--- START DATA SECTION ---
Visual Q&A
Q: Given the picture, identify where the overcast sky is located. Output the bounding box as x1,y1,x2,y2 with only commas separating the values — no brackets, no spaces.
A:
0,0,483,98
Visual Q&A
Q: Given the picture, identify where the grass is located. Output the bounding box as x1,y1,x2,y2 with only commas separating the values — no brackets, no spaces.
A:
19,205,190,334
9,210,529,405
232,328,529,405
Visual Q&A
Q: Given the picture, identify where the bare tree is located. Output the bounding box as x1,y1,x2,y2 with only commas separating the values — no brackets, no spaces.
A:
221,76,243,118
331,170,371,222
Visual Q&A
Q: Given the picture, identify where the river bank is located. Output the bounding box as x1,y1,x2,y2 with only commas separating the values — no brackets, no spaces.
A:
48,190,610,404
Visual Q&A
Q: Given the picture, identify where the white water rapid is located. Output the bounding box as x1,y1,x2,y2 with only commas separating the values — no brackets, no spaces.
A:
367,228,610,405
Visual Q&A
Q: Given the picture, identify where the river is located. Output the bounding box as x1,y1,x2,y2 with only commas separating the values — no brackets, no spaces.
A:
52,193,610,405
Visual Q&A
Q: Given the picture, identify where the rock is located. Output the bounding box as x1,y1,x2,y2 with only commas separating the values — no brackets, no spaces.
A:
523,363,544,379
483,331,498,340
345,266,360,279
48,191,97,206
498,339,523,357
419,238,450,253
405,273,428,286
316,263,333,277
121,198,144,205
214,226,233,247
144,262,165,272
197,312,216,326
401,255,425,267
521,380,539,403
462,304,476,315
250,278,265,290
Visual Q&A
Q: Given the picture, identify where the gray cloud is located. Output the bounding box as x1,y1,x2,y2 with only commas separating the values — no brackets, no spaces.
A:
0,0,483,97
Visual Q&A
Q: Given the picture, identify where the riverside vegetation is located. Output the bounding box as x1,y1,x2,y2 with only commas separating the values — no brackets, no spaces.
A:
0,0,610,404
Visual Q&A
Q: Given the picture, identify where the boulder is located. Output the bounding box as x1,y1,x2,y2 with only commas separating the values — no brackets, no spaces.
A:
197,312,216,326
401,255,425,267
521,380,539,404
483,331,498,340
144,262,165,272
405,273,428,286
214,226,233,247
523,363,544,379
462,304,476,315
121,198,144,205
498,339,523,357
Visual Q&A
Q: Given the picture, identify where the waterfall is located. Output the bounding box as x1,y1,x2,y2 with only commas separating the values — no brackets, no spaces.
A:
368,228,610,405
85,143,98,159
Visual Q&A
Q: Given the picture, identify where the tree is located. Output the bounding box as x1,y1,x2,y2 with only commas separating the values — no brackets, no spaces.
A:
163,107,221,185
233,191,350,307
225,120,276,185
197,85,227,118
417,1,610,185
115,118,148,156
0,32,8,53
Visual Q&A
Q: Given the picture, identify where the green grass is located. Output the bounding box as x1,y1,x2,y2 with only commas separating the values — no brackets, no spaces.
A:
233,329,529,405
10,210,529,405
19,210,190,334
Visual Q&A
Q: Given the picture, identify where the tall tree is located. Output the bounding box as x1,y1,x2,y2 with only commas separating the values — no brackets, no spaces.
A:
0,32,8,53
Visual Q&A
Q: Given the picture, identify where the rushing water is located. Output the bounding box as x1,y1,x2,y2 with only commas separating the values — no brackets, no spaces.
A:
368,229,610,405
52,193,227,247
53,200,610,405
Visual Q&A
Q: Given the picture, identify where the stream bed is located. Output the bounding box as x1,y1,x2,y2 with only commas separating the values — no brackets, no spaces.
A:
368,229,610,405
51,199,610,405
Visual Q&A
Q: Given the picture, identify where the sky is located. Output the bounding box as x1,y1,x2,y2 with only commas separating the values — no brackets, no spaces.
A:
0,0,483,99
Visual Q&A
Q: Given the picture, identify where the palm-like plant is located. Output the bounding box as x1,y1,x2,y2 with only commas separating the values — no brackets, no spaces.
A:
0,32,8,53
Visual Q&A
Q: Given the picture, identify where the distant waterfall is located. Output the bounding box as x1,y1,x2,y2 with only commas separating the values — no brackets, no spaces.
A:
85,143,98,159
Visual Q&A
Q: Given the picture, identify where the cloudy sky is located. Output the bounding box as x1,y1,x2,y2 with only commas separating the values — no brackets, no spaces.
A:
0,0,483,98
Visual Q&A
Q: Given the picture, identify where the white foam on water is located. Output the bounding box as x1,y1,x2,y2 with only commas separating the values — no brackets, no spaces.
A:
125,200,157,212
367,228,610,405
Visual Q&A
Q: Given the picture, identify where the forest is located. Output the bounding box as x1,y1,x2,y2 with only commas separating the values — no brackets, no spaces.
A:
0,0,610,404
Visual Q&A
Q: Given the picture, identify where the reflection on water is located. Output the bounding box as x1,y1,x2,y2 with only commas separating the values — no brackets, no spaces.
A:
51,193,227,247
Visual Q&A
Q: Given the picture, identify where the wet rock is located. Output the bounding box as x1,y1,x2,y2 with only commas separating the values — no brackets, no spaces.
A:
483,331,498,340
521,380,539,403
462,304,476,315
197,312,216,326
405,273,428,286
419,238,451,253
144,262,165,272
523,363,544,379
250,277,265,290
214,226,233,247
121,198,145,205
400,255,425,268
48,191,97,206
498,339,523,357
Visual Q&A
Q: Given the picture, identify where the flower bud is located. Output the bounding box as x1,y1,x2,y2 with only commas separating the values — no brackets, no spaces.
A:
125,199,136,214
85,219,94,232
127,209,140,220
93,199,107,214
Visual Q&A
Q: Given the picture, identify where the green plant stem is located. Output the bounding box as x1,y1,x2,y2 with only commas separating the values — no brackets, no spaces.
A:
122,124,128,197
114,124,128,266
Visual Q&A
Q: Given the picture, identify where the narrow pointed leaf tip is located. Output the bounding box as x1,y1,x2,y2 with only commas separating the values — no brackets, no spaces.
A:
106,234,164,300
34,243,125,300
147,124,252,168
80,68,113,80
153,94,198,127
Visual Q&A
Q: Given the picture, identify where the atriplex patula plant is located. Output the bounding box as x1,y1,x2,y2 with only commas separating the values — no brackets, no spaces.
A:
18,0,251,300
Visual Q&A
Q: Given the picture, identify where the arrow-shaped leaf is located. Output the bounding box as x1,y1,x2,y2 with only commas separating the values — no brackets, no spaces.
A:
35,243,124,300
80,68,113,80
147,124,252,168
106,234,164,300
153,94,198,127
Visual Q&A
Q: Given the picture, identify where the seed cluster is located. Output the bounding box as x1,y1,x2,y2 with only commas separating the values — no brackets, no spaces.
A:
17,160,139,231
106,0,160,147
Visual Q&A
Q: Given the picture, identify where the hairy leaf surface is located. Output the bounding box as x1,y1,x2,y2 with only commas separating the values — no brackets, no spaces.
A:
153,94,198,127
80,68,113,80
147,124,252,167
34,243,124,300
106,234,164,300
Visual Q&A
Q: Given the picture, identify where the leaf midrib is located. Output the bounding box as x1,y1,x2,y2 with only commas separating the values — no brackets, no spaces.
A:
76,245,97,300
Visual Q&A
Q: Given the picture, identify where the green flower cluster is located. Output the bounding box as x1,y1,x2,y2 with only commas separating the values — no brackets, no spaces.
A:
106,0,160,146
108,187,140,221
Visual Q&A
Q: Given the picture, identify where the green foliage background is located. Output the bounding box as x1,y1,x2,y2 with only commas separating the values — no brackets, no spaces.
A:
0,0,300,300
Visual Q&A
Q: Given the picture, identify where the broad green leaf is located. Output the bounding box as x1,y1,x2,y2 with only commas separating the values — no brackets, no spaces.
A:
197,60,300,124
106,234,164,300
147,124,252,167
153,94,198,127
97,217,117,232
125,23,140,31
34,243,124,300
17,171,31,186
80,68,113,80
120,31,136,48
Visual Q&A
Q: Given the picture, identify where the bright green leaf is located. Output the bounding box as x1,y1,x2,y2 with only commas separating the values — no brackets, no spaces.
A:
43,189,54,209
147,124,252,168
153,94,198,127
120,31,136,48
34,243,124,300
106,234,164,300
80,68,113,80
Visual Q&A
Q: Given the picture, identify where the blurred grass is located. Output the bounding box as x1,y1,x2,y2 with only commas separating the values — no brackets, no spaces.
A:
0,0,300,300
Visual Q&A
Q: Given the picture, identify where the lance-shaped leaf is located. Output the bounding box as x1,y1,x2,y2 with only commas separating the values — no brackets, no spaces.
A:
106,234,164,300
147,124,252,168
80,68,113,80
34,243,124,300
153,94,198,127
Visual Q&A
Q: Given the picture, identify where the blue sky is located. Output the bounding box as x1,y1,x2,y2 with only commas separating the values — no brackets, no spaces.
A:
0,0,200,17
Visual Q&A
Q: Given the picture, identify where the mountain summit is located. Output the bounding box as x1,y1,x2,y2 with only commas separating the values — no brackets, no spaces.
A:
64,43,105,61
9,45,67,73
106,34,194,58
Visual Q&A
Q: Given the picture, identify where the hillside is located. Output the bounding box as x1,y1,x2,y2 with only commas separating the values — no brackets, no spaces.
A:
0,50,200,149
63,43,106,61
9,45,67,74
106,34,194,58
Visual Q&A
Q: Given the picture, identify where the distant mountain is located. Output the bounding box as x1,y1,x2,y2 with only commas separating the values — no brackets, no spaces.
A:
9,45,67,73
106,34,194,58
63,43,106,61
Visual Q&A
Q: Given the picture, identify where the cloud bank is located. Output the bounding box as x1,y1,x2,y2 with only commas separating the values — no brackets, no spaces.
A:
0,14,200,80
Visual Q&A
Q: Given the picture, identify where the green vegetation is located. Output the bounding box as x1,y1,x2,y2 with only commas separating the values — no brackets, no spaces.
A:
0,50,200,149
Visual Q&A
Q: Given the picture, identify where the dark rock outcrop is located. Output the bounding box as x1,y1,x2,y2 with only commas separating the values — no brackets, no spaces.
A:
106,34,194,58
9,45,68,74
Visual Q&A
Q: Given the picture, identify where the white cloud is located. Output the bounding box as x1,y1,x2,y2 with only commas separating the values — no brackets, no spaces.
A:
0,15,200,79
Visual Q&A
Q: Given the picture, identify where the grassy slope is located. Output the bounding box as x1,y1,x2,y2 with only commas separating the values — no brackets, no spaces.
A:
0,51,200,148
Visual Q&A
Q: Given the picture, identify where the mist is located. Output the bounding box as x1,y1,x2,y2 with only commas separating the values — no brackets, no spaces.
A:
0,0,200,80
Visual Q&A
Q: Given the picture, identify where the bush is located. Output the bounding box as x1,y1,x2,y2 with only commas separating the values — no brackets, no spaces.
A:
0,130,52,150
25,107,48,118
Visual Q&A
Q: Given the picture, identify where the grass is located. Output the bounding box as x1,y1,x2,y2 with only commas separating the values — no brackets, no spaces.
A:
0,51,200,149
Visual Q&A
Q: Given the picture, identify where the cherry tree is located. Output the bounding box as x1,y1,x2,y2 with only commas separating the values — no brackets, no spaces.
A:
--- END DATA SECTION ---
**EXERCISE PROMPT:** Format the lines from the start of the records through the line containing "250,278,265,290" as a numbered list, leaving out any blank lines.

**REPLY TO THE TASK:**
1. Visual Q&A
2. Q: Given the picture, identify where the overcast sky is located. Output the bounding box as x1,y1,x2,y2 with only commas separating the values — no brackets, no spaces.
3. A:
4. 0,0,483,98
5. Visual Q&A
6. Q: Given the picture, identify where the grass is located. Output the bounding box as x1,y1,x2,y2 with only commas separating the values — no brackets, no spaces.
7. A:
8. 19,205,190,334
9. 9,210,529,405
10. 232,328,529,405
11. Visual Q&A
12. Q: Given the picture, identify where the bare tree is located. Output the bounding box as x1,y1,x2,y2 with only commas separating the values — no brackets, no spaces.
13. A:
14. 221,76,243,118
15. 331,170,371,222
16. Visual Q&A
17. Q: Given the picture, identify where the river bank is located. Output the bounding box as x1,y1,x2,y2 with only commas separating the values — no brackets, no spaces.
18. A:
19. 48,190,610,404
20. Visual Q&A
21. Q: Given the picture, identify where the white water rapid is located. Output the bounding box as x1,y1,x2,y2 with only commas separating the values — no brackets, no spaces.
22. A:
23. 367,228,610,405
24. Visual Q&A
25. Q: Given the picture, identify where the river is located. Output the bounding box as x1,y1,x2,y2 with only commas separating the values — no brackets, no spaces.
26. A:
27. 52,193,610,405
28. Visual Q&A
29. Q: Given the picture, identify where the rock is located. Output the bounding box as x1,y1,x2,y2 with only commas separating the values — no brackets, no spaces.
30. A:
31. 523,363,544,379
32. 483,331,498,340
33. 345,266,360,279
34. 48,191,97,206
35. 498,339,523,357
36. 419,238,450,253
37. 405,273,428,286
38. 316,263,333,277
39. 121,198,144,205
40. 214,226,233,247
41. 144,262,165,272
42. 197,312,216,326
43. 401,255,425,267
44. 521,380,539,403
45. 462,304,476,315
46. 250,278,265,290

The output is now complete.